Trecho selecionado —

___

Uma hérnia sem graça resolveu se instalar em meu abdômen. Uma bolota incômoda e indesejada que me perturbou por um bom tempo. Porém, até que convivíamos razoavelmente bem, mas a filha da mãe (pra não dizer outra coisa) resolveu começar a doer…e como doía.
De tanta dor, começou até a provocar vômitos (até em um local público, Jesus, que vergonha), ai, ai, ai. A coisa chegou em uma situação tal que me comprometeu a qualidade de vida, não dava mais pra segurar, então, vamos ao médico. Oh, minha Nossa Senhora como detesto ir ao médico. Bom, lá fui eu e, conforme esperava, encaminhado com certa urgência para cirurgia.

___

Itens fornecidos —
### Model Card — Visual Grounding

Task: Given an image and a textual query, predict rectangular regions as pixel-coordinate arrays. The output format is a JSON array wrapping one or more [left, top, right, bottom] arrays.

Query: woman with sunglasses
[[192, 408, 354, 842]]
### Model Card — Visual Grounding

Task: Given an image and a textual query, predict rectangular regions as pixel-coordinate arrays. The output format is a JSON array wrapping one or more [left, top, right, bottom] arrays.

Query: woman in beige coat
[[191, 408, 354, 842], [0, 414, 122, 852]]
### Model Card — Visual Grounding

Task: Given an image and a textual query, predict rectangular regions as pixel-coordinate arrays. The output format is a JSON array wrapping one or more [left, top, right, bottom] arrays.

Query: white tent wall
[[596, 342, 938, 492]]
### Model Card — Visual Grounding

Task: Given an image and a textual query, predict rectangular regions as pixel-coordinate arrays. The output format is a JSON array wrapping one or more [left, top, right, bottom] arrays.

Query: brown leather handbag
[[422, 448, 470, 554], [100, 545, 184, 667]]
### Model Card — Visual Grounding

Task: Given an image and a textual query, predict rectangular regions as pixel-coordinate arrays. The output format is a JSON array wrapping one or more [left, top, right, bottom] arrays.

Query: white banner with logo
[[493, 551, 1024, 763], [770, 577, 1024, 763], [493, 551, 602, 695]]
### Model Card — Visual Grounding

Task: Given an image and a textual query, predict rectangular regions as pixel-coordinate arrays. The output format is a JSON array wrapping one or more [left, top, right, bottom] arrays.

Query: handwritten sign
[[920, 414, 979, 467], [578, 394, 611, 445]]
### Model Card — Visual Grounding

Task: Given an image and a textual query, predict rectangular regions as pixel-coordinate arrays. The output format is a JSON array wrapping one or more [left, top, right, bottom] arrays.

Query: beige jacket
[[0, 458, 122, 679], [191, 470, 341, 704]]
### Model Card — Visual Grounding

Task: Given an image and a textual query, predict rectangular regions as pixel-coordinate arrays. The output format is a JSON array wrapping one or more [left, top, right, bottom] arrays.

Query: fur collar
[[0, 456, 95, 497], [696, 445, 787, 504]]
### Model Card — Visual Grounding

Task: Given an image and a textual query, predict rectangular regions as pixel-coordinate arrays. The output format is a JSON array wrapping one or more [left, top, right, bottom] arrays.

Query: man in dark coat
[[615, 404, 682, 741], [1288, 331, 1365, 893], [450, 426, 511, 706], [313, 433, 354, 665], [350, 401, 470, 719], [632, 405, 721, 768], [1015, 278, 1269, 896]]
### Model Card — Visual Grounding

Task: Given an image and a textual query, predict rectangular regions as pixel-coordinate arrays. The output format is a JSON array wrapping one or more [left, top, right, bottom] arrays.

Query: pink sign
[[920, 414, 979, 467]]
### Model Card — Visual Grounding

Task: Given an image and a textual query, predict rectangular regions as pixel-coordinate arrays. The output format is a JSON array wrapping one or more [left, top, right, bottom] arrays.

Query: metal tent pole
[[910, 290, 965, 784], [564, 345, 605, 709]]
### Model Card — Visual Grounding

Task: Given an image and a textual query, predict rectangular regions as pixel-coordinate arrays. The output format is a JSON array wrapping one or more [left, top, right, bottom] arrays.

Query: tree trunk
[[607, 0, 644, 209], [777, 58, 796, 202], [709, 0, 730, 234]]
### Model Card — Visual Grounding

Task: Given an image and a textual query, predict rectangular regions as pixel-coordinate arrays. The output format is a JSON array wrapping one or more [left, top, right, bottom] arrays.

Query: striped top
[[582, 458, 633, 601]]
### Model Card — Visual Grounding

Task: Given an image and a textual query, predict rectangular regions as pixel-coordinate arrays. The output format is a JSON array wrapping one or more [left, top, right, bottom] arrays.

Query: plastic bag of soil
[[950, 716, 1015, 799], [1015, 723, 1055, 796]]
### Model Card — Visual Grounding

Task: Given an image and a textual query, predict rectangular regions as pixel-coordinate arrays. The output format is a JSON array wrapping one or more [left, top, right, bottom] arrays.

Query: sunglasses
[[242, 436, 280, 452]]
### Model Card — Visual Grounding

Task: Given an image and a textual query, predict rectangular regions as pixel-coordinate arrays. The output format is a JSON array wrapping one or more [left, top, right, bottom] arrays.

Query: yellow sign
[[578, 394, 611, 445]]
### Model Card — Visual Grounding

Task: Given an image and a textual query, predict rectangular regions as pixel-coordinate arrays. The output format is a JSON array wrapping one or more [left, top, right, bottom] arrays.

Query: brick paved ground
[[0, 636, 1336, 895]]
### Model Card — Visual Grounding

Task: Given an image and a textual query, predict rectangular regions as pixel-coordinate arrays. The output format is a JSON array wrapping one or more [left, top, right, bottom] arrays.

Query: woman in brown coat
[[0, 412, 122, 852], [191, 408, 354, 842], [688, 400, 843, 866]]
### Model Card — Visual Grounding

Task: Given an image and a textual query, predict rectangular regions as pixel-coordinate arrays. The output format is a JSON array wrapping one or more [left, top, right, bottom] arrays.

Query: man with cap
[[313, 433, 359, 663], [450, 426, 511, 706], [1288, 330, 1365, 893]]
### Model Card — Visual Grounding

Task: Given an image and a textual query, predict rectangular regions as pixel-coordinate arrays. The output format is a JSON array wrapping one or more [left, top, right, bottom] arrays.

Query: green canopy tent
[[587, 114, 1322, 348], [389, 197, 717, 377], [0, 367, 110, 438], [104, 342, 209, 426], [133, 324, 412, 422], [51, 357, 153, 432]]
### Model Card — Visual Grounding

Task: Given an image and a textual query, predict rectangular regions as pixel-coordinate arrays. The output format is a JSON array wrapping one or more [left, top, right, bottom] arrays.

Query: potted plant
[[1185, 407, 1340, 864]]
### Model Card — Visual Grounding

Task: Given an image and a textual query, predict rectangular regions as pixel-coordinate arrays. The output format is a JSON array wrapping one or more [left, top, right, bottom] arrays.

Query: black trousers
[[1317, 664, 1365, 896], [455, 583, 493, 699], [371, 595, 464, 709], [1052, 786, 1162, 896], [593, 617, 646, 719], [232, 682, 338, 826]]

___

Nas duas primeiras frases do trecho sobre a hérnia, que palavras ou expressões qualificam a hérnia? Liste todas. Os itens não fazem falta para esta atividade.

Resposta —
- sem graça
- incômoda
- indesejada